EXERCISE TASK: Which lines below contain the string "petal"? Report each of them in full.

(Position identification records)
*-*-*
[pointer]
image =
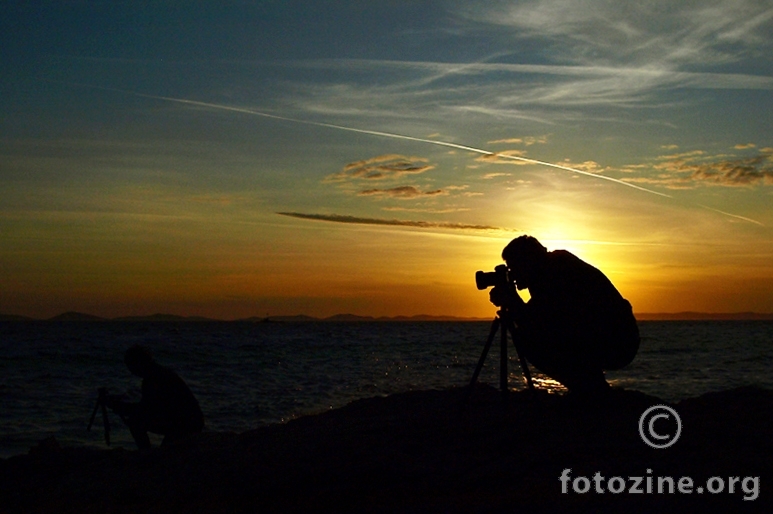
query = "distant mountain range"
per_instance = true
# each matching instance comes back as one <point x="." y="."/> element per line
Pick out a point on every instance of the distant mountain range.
<point x="660" y="316"/>
<point x="79" y="316"/>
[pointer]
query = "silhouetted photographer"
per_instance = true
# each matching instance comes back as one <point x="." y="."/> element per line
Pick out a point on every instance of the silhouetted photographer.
<point x="167" y="406"/>
<point x="575" y="325"/>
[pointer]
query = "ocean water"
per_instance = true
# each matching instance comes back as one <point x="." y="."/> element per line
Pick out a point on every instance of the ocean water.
<point x="246" y="375"/>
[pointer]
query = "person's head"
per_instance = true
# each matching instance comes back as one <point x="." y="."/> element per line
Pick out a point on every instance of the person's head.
<point x="524" y="256"/>
<point x="138" y="359"/>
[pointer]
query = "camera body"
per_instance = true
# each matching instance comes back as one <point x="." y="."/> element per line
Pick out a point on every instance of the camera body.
<point x="499" y="277"/>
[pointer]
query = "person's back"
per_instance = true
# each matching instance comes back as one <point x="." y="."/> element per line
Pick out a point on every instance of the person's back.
<point x="170" y="405"/>
<point x="167" y="406"/>
<point x="575" y="324"/>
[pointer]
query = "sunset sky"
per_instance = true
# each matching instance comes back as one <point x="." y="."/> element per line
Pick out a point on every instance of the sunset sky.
<point x="233" y="159"/>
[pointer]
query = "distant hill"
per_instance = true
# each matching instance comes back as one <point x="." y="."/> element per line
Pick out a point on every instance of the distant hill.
<point x="689" y="315"/>
<point x="76" y="316"/>
<point x="160" y="317"/>
<point x="163" y="317"/>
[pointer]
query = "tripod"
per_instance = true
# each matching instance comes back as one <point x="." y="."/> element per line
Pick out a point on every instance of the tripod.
<point x="503" y="321"/>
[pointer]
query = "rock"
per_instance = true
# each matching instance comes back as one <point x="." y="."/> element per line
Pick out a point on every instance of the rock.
<point x="424" y="451"/>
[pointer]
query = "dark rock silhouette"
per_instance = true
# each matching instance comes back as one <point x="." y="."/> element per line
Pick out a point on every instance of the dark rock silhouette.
<point x="423" y="451"/>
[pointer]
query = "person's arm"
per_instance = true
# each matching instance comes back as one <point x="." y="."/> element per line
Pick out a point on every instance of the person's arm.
<point x="509" y="299"/>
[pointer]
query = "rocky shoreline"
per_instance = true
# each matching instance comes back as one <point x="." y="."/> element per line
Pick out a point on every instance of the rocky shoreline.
<point x="424" y="451"/>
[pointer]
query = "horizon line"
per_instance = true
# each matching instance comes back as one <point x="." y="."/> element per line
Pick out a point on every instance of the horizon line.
<point x="640" y="316"/>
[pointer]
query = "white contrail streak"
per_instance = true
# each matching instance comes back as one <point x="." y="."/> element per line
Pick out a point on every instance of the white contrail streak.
<point x="387" y="134"/>
<point x="407" y="138"/>
<point x="744" y="218"/>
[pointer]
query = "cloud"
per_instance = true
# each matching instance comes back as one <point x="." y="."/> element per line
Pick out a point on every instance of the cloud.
<point x="402" y="192"/>
<point x="338" y="218"/>
<point x="589" y="166"/>
<point x="528" y="141"/>
<point x="690" y="168"/>
<point x="500" y="158"/>
<point x="382" y="167"/>
<point x="659" y="31"/>
<point x="432" y="211"/>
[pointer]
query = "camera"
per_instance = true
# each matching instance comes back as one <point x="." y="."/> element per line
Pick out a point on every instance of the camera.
<point x="499" y="277"/>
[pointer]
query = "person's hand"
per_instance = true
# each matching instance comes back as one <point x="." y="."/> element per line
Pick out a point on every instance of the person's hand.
<point x="500" y="297"/>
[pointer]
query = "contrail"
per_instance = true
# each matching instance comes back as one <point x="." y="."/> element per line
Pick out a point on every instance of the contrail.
<point x="403" y="137"/>
<point x="382" y="134"/>
<point x="744" y="218"/>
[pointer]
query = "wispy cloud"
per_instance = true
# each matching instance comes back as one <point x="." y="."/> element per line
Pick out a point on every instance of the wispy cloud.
<point x="338" y="218"/>
<point x="528" y="141"/>
<point x="402" y="192"/>
<point x="660" y="31"/>
<point x="690" y="169"/>
<point x="382" y="167"/>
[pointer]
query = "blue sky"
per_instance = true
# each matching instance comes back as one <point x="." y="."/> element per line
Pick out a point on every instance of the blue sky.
<point x="147" y="148"/>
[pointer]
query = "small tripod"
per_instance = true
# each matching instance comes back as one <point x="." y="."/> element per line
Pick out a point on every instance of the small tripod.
<point x="505" y="322"/>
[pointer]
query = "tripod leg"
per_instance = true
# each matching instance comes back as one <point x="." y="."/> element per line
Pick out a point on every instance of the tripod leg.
<point x="524" y="365"/>
<point x="503" y="361"/>
<point x="494" y="327"/>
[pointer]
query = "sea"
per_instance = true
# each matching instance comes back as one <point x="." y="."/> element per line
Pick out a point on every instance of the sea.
<point x="251" y="374"/>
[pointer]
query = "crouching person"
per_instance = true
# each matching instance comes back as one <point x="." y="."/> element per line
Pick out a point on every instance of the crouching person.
<point x="167" y="406"/>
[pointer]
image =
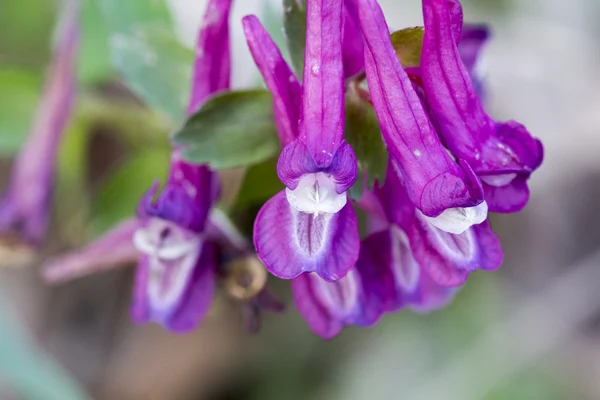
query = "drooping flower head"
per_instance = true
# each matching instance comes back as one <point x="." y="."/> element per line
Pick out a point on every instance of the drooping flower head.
<point x="175" y="278"/>
<point x="446" y="191"/>
<point x="25" y="207"/>
<point x="310" y="226"/>
<point x="502" y="154"/>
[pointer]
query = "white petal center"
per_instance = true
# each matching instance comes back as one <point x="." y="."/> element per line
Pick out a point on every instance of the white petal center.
<point x="316" y="194"/>
<point x="459" y="219"/>
<point x="172" y="254"/>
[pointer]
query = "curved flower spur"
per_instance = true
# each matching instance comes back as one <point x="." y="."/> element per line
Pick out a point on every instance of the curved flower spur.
<point x="175" y="278"/>
<point x="447" y="192"/>
<point x="25" y="207"/>
<point x="310" y="226"/>
<point x="503" y="155"/>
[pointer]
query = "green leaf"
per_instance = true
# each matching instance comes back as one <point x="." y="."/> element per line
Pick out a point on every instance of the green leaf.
<point x="408" y="43"/>
<point x="294" y="28"/>
<point x="232" y="129"/>
<point x="363" y="134"/>
<point x="146" y="51"/>
<point x="118" y="196"/>
<point x="18" y="101"/>
<point x="28" y="371"/>
<point x="260" y="184"/>
<point x="93" y="64"/>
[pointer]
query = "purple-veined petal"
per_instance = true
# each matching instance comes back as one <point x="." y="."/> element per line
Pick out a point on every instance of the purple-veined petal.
<point x="213" y="61"/>
<point x="446" y="257"/>
<point x="25" y="207"/>
<point x="322" y="120"/>
<point x="113" y="249"/>
<point x="353" y="44"/>
<point x="435" y="182"/>
<point x="449" y="258"/>
<point x="329" y="306"/>
<point x="175" y="277"/>
<point x="278" y="77"/>
<point x="295" y="162"/>
<point x="491" y="148"/>
<point x="290" y="242"/>
<point x="393" y="279"/>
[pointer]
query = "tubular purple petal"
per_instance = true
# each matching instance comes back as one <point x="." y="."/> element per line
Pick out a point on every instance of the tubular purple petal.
<point x="353" y="44"/>
<point x="322" y="121"/>
<point x="113" y="249"/>
<point x="278" y="77"/>
<point x="498" y="152"/>
<point x="176" y="275"/>
<point x="434" y="181"/>
<point x="212" y="65"/>
<point x="25" y="208"/>
<point x="446" y="258"/>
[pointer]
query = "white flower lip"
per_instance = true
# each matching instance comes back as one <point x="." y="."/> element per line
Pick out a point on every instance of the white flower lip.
<point x="459" y="219"/>
<point x="316" y="194"/>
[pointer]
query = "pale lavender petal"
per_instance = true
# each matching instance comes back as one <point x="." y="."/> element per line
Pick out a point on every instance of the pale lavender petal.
<point x="290" y="242"/>
<point x="212" y="65"/>
<point x="322" y="120"/>
<point x="449" y="258"/>
<point x="199" y="295"/>
<point x="113" y="249"/>
<point x="278" y="77"/>
<point x="434" y="181"/>
<point x="25" y="208"/>
<point x="189" y="294"/>
<point x="393" y="279"/>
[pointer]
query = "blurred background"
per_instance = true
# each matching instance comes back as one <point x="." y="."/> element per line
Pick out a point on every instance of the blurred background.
<point x="528" y="331"/>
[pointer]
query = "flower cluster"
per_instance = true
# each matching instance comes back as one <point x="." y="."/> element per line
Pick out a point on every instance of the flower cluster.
<point x="449" y="164"/>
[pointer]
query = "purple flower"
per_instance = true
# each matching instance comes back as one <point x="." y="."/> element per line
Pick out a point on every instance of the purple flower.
<point x="502" y="154"/>
<point x="175" y="278"/>
<point x="25" y="207"/>
<point x="445" y="258"/>
<point x="352" y="43"/>
<point x="449" y="194"/>
<point x="328" y="307"/>
<point x="309" y="226"/>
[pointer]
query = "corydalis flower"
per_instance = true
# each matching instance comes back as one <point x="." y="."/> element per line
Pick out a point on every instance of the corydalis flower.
<point x="504" y="154"/>
<point x="175" y="278"/>
<point x="310" y="226"/>
<point x="25" y="208"/>
<point x="448" y="193"/>
<point x="412" y="246"/>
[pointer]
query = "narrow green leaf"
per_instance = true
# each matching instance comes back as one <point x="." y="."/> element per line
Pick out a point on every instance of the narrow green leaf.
<point x="147" y="53"/>
<point x="363" y="134"/>
<point x="19" y="97"/>
<point x="260" y="184"/>
<point x="119" y="195"/>
<point x="408" y="43"/>
<point x="232" y="129"/>
<point x="294" y="28"/>
<point x="93" y="64"/>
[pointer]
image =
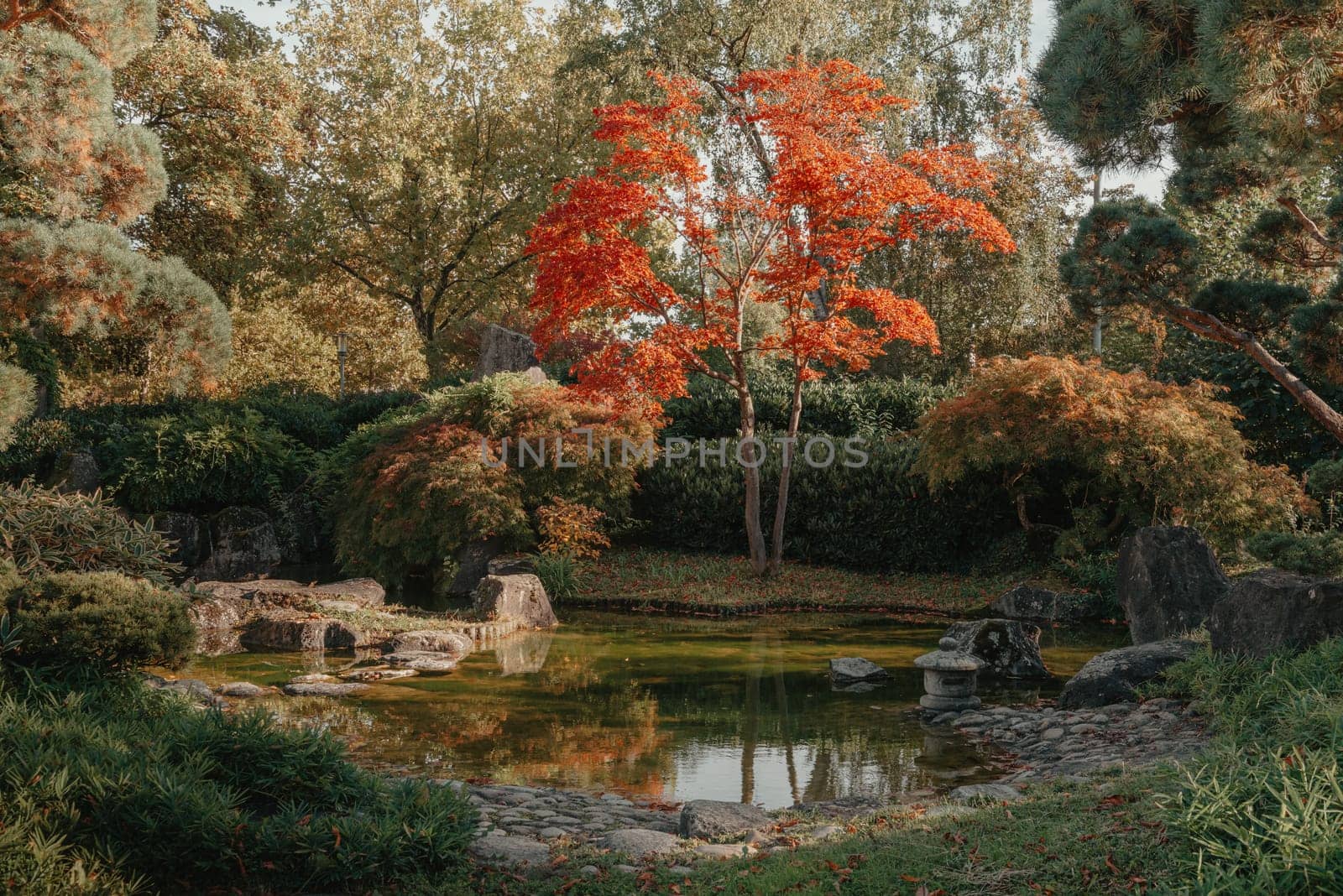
*-*-*
SOLUTION TO THIS PROBLEM:
query = "white petal center"
Pick out a point on every instance of the white petal center.
query = "purple-veined petal"
Pick out a point on every instance of the purple-veined petal.
query = "tubular purple petal"
Pick out a point on every instance of the tubular purple petal.
query = "pale lavender petal"
Pick out a point on every instance of the pale lavender petal.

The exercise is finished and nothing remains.